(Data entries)
● ● ●

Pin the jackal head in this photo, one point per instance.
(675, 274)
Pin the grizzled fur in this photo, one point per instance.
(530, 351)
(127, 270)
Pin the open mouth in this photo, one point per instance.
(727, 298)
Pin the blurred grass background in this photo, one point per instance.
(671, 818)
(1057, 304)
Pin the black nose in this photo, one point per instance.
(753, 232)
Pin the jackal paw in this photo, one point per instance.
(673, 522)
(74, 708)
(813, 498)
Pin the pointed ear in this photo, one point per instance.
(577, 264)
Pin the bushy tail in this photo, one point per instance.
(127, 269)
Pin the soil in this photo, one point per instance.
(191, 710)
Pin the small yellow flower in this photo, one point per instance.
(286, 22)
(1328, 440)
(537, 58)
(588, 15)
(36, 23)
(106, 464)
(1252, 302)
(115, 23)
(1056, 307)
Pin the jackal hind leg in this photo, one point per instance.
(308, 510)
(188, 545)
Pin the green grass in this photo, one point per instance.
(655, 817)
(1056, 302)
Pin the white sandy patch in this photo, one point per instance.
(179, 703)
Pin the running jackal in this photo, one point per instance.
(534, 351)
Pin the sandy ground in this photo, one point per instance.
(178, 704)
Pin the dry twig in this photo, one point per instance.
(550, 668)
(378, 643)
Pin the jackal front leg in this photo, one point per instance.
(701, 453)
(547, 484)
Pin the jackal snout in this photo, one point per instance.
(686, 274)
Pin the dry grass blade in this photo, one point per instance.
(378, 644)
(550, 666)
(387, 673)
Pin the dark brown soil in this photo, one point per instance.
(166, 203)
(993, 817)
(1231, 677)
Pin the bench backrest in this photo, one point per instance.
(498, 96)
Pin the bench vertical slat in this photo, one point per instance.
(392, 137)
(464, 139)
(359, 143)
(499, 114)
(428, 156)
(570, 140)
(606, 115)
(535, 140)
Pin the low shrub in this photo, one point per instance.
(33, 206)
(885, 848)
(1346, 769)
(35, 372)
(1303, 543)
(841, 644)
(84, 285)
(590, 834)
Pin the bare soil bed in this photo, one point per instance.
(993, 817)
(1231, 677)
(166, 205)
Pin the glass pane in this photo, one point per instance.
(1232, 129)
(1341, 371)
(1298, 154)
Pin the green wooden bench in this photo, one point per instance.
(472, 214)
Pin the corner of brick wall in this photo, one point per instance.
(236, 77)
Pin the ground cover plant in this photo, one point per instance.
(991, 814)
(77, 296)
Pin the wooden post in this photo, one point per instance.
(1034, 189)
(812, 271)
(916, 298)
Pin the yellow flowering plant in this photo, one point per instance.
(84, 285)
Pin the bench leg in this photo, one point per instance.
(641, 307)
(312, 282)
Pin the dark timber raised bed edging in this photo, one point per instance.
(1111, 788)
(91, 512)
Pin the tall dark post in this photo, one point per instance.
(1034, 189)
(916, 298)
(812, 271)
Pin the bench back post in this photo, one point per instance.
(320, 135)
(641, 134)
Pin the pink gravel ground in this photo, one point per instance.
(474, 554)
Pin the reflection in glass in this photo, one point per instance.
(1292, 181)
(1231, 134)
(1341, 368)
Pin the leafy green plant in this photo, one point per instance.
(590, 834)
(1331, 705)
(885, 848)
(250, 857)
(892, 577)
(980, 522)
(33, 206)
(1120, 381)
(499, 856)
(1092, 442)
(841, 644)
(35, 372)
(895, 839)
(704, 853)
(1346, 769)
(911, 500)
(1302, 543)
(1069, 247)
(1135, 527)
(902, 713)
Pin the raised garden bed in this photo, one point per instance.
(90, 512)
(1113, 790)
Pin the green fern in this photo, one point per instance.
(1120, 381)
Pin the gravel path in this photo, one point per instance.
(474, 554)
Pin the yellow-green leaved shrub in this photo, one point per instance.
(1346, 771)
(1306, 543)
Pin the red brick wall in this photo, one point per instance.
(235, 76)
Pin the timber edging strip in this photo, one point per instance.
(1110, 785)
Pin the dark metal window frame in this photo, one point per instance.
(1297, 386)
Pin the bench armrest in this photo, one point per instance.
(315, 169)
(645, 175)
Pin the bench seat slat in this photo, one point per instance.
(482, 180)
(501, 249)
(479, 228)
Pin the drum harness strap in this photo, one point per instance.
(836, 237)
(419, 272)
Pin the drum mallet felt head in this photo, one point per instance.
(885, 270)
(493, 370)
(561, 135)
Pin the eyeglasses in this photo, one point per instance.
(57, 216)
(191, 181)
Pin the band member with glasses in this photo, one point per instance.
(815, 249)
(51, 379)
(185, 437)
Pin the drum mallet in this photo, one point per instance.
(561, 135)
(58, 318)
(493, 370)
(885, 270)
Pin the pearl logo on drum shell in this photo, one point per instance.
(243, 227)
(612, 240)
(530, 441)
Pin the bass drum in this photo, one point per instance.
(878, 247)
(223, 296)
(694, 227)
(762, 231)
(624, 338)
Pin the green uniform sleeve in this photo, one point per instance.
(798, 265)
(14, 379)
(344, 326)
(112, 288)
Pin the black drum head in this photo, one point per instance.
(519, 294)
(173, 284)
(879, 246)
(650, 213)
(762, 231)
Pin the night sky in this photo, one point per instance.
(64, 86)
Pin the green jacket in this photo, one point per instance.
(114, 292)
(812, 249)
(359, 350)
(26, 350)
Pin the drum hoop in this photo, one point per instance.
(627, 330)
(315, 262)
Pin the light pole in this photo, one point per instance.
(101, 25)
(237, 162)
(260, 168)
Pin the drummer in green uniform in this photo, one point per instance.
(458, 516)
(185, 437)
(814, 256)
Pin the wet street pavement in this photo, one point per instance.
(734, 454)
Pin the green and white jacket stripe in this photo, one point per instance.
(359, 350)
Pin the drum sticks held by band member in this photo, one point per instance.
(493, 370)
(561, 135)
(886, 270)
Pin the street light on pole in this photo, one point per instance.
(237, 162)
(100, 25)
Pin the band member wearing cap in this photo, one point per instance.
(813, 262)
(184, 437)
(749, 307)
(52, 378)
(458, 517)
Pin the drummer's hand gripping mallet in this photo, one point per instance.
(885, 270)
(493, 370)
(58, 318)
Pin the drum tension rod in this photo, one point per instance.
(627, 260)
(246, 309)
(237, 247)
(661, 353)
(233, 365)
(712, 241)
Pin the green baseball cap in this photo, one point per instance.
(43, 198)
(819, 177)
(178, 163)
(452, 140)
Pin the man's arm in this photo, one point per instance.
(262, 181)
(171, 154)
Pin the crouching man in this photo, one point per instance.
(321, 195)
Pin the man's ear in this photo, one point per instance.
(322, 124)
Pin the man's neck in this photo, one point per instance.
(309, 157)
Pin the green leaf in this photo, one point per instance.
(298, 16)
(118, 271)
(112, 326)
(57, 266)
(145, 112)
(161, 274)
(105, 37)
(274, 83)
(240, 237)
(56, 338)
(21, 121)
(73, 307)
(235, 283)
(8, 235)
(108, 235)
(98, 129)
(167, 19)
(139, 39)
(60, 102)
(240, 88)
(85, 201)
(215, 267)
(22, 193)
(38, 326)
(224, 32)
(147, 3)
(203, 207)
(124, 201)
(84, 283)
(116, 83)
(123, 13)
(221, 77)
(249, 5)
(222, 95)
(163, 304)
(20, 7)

● ● ●

=== Aim ===
Copy every line of the records word for word.

=== Task answer ===
Pin the jackal head in this photo, one point per instance.
(675, 274)
Pin the grizzled fur in this photo, one point per instance.
(530, 351)
(127, 270)
Pin the open mouth in this photo, one point per instance.
(727, 298)
Pin the blurred grass background in this photo, one point per instance.
(671, 818)
(1057, 304)
Pin the black nose in this photo, one point per instance.
(753, 232)
Pin the jackal paw in this photo, one point per instance.
(673, 522)
(74, 708)
(813, 498)
Pin the pointed ear in this photo, one point per instance.
(577, 264)
Pin the bushy tail in this photo, one point per instance.
(127, 269)
Pin the soil in this photo, one point per instance.
(191, 710)
Pin the small yellow flower in this photo, one point per instance.
(286, 22)
(1328, 440)
(537, 58)
(588, 15)
(36, 23)
(106, 464)
(1252, 302)
(115, 23)
(1056, 307)
Pin the jackal hind leg in this photo, one point per instance.
(308, 510)
(188, 545)
Pin the green grass in this photo, one point per instance.
(655, 817)
(1056, 302)
Pin the white sandy patch in this photo, one point per instance.
(179, 703)
Pin the running jackal in this photo, one point per instance.
(534, 351)
Pin the sandy ground in this photo, one point per instance.
(178, 704)
Pin the dry twig in this photo, one point per instance.
(550, 668)
(378, 643)
Pin the jackal front leg in this photo, one point per instance.
(701, 453)
(547, 484)
Pin the jackal snout in this photo, one point per instance.
(686, 274)
Pin the dry grass blade in this photo, one point per instance.
(378, 644)
(550, 666)
(387, 673)
Pin the dark brown soil in this photo, one point per instance.
(166, 203)
(993, 817)
(1231, 677)
Pin the bench backrest in this photo, one point per instance.
(498, 96)
Pin the bench vertical slat in this photo, one point per instance.
(392, 137)
(464, 139)
(359, 143)
(499, 114)
(428, 156)
(570, 140)
(606, 115)
(535, 140)
Pin the low shrub in this photo, one point per instance.
(33, 206)
(885, 848)
(1346, 769)
(35, 372)
(1303, 543)
(841, 644)
(84, 285)
(590, 834)
Pin the bare soil bed in this photo, one point per instance.
(993, 817)
(1231, 677)
(166, 205)
Pin the glass pane in this photo, one point per instance.
(1232, 129)
(1341, 371)
(1298, 154)
Pin the green wooden bench in this photo, one point per instance.
(472, 214)
Pin the corner of brick wall in this photo, one point per instance.
(236, 77)
Pin the ground cover plant in this photo, one point per instance.
(991, 814)
(77, 296)
Pin the wooden post in this photo, one point per instance.
(1034, 189)
(812, 271)
(916, 298)
Pin the yellow flowering plant in this photo, one point per instance.
(84, 285)
Pin the bench leg in this photo, one point per instance.
(641, 307)
(312, 282)
Pin the dark timber raised bed edging in this photo, one point per instance.
(1111, 788)
(91, 512)
Pin the tall dark post in this photo, one point per instance.
(1034, 189)
(916, 298)
(812, 271)
Pin the bench back post in this photo, one point per instance.
(320, 135)
(641, 134)
Pin the pink gravel ground in this photo, one point per instance.
(474, 554)
Pin the reflection in glass in this photo, one point per instance.
(1292, 181)
(1231, 134)
(1341, 368)
Pin the leafy green plant in this photo, one point per instance.
(590, 834)
(1331, 705)
(885, 848)
(250, 857)
(892, 577)
(980, 522)
(33, 206)
(1120, 381)
(499, 856)
(1092, 442)
(841, 644)
(35, 372)
(895, 839)
(704, 853)
(1346, 769)
(911, 500)
(1302, 543)
(1069, 247)
(1135, 527)
(902, 713)
Pin the raised garden bed in this photo, one point per instance.
(90, 512)
(1113, 790)
Pin the green fern in this photo, one point per instance.
(1120, 381)
Pin the gravel path in this photo, one point per instance.
(474, 554)
Pin the yellow-green leaved shrub in this photo, one point per instance.
(1346, 771)
(1306, 543)
Pin the red brick wall in this photo, one point per instance.
(235, 76)
Pin the timber edging strip in this photo, one point per instance.
(1110, 785)
Pin the dark metal window frame in this photo, one point per instance.
(1297, 386)
Pin the bench armrest in this photo, one point per instance.
(315, 169)
(645, 175)
Pin the bench seat slat in this photo, one point per instance.
(482, 180)
(501, 249)
(479, 228)
Pin the drum harness strap in this photo, one point per instance.
(836, 237)
(419, 272)
Pin the drum mallet felt head in this photo, one point per instance.
(885, 270)
(493, 370)
(561, 135)
Pin the eyeglasses in this photo, one point per instance.
(57, 216)
(191, 181)
Pin the band member with glasses in this photo, one point per instance.
(815, 249)
(51, 379)
(185, 437)
Pin the drum mallet in this photo, one point per instance.
(561, 135)
(58, 318)
(493, 370)
(885, 270)
Pin the pearl logo on drum shell in this photo, one point per instance.
(243, 227)
(612, 240)
(530, 441)
Pin the bass drum in this photo, one point per instance.
(878, 247)
(223, 296)
(694, 227)
(762, 231)
(624, 338)
Pin the green uniform sleeve in this photo, one point per instance.
(798, 265)
(14, 379)
(344, 326)
(112, 288)
Pin the black drum head in this photo, one point per instance.
(519, 294)
(173, 284)
(879, 246)
(650, 213)
(762, 231)
Pin the night sky in this photo, one point per instance.
(64, 86)
Pin the green jacket in this photo, one point per instance.
(114, 292)
(812, 249)
(359, 350)
(26, 350)
Pin the drum hoop in this photo, one point per instance.
(627, 330)
(315, 262)
Pin the light pole in this photo, one point per instance.
(101, 25)
(237, 162)
(260, 168)
Pin the drummer in green uniform in this photo, one point per instance.
(458, 516)
(185, 437)
(814, 256)
Pin the wet street pavement in this photo, one point per instance.
(734, 454)
Pin the green and white jacket stripe in this photo, one point per instance.
(359, 350)
Pin the drum sticks held by band member in this photo, one point per instance.
(493, 370)
(561, 135)
(886, 270)
Pin the street light on pole in this photo, one point per instance.
(237, 162)
(100, 25)
Pin the band member wearing cap in this photo, one point per instance.
(813, 262)
(184, 437)
(749, 307)
(52, 378)
(458, 517)
Pin the drummer's hand gripping mallet in this photo, one point per instance.
(885, 270)
(493, 370)
(58, 318)
Pin the drum tension rod in this photo, one point per instance.
(627, 260)
(246, 309)
(237, 247)
(661, 353)
(233, 365)
(712, 241)
Pin the green baseball cap in this photo, one point per instance.
(43, 198)
(819, 177)
(178, 163)
(452, 140)
Pin the man's arm in this photo, one point per instance.
(262, 181)
(171, 154)
Pin the crouching man in this photo, one point per instance.
(321, 195)
Pin the man's ear in this photo, one point per instance.
(322, 124)
Pin the man's neck in this photo, one point per instance.
(309, 157)
Pin the green leaf in this photo, one point per instance.
(298, 16)
(118, 271)
(112, 326)
(57, 266)
(145, 112)
(161, 274)
(105, 37)
(274, 83)
(240, 237)
(56, 338)
(21, 121)
(73, 307)
(235, 283)
(8, 235)
(108, 235)
(98, 129)
(167, 19)
(139, 39)
(60, 102)
(240, 88)
(85, 201)
(215, 267)
(22, 193)
(38, 326)
(224, 32)
(147, 3)
(203, 207)
(124, 201)
(84, 283)
(116, 83)
(123, 13)
(221, 77)
(249, 5)
(222, 95)
(163, 304)
(20, 7)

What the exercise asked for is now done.